── Excerpt ──

Immediately after Pearl Harbor, VMF-121 hurriedly departed New Bern for Quantico, Virginia. In the haste, Porter had to leave his beloved red convertible with his plane captain, in the distant hope of recovering it later. From Quantico, the squadron was ordered to fly out to San Diego, for possible deployment in the Pacific. While taking off at Quantico, the variable-pitch props on Porter's new Wildcat malfunctioned, and the plane spun out of line, badly damaging the aircraft. But the mechanics fixed it up, and within 48 hours he was flying cross-country, by himself, to catch up with the squadron, which he did in New Mexico.

They arrived in San Diego on December 16, 1941, fully prepared to repel the expected invasion, with at least six planes always at the ready (engines running!). The carrier Saratoga put in to repair some torpedo damage, and before she sailed the authorities decreed that she should take VMF-121's fine new Wildcats, leaving the Marines to make do with Saratoga's obsolescent Brewster Buffaloes. Amidst all of this excitement, Porter short-sightedly plunged into a whirlwind romance and marriage, which proved to be short-lived.

He transferred to VMF-111 (an F4F squadron) in February of 1942 (The first of many unit changes for Porter. This brief article is somewhat selective on these details. The reader who wants to follow his unit assignments precisely should refer to Porter's autobiography. - SS) They sailed for Samoa in March, disembarking at the port of Pago Pago, en route to the newly-built U.S. airbase at nearby Tafuna.

Samoa

Here they were on the front line, expendable, ready to die in a delaying action while the American war production machine got moving. When their Wildcats arrived a week behind the pilots, they began to fly sector searches from the new 2500 foot, crushed-coral runway the Seabees had built. The early 1942 sense of impending doom and 'expendability' was hardly dented by the American victories at Coral Sea and Midway in May and June. The pilots continued training and waiting.

───

▶ _Task instructions_
a. Which calendar months does the Porter excerpt name? List each one.
b. Answer these questions from the Porter excerpt:
(i) Whom did Porter leave his red convertible with?
(ii) Which carrier took VMF-121's new Wildcats?
(iii) How long was the runway the Seabees built?
c. Pick up the excerpt on Porter's wartime squadron service where it stops, and keep writing.
The listing that follows is not needed for this work.

── Data records ──

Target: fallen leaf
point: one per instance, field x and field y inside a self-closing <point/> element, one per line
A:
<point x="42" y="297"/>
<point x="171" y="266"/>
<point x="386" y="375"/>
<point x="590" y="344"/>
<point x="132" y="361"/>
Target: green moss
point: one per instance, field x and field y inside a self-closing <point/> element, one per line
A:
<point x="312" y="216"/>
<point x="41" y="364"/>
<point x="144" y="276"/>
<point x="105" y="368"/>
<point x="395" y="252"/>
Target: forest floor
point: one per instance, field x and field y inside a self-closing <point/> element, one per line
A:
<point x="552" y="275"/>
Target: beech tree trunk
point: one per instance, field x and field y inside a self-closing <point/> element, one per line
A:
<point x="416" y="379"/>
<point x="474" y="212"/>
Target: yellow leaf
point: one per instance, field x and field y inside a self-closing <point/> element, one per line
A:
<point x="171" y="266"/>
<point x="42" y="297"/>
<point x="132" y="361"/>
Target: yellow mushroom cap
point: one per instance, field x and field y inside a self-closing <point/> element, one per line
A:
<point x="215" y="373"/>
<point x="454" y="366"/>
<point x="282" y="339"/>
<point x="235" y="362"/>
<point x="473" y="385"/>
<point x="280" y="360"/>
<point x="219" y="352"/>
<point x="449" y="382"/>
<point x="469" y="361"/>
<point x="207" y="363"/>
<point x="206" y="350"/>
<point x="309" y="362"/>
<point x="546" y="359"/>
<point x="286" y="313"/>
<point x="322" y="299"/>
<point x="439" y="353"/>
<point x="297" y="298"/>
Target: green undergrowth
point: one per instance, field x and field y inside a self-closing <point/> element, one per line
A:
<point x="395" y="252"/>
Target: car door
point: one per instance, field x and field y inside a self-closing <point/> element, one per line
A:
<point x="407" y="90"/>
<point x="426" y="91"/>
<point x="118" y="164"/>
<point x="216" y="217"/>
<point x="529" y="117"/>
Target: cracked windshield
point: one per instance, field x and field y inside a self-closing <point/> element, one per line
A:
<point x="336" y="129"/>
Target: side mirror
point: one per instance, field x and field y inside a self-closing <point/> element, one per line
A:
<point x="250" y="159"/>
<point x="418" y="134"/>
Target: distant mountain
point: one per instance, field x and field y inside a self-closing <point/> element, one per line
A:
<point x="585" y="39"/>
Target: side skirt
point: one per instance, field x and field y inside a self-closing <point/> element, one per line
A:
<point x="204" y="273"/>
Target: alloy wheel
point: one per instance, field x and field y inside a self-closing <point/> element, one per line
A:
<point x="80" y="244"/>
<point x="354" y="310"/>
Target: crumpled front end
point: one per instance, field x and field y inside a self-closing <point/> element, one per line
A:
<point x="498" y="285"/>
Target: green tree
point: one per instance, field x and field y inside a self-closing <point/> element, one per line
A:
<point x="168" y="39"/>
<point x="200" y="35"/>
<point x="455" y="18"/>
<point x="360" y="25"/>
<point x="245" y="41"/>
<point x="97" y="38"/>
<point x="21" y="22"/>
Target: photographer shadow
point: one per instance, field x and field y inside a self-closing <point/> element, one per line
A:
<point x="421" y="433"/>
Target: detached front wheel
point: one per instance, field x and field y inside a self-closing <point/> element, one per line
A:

───

▶ _Results for each task_
a. December, February, March, May, June

b.
(i) His plane captain
(ii) Saratoga
(iii) 2500 feet

c.
One of the Marine infantry officers, Captain Jake Meyers, had wanted to be a pilot and was always bugging the pilots for "a little stick time." One of the pilots finally took pity on him and brought him up in an SNJ trainer, which inexplicably fell into an inverted spin on this occasion. The pilot hollered for Jake to bail out, which he did. Jake landed safely in the water, but the wind and waves kept pulling the chute under. Eventually a rescue boat pulled him to safety, and the pilot was brought up on charges, which never came to anything. The other pilots took note that officialdom could not afford to ground or punish a competent pilot for minor infraction, so great was the demand for skilled fliers.

In August, the recently promoted First Lieutenant Bruce Porter moved with VMF-111 over to a new airstrip at Faleola in Western Samoa. With the U.S. invasion of Guadalcanal leaving Samoa 1,000 behind the front lines, the Marine aviators there were left to practice flying and to enjoy the hospitality of Aggie Grey's renowned hotel in Apia.

One September evening, Porter, Jeff Poindexter, Louis Gordon and another aviator were partying with four young Samoan ladies when a fight broke out between Gordon and some enlisted Marines. All the men soon joined the melee, which only stopped when Poindexter sent one of the enlisted men sprawling, with such force that he literally broke his back. The four fliers narrowly avoided being sent to Leavenworth for 20 years, again because of the desperate need for skilled pilots. On another day in October, the excitement came in the form of a scramble to intercept a large number of bogeys that the radar picked up. They turned out to be B-17s, which the jumpy Marine fliers refrained from shooting down. Meanwhile the news from Guadalcanal in mid-October was very gloomy.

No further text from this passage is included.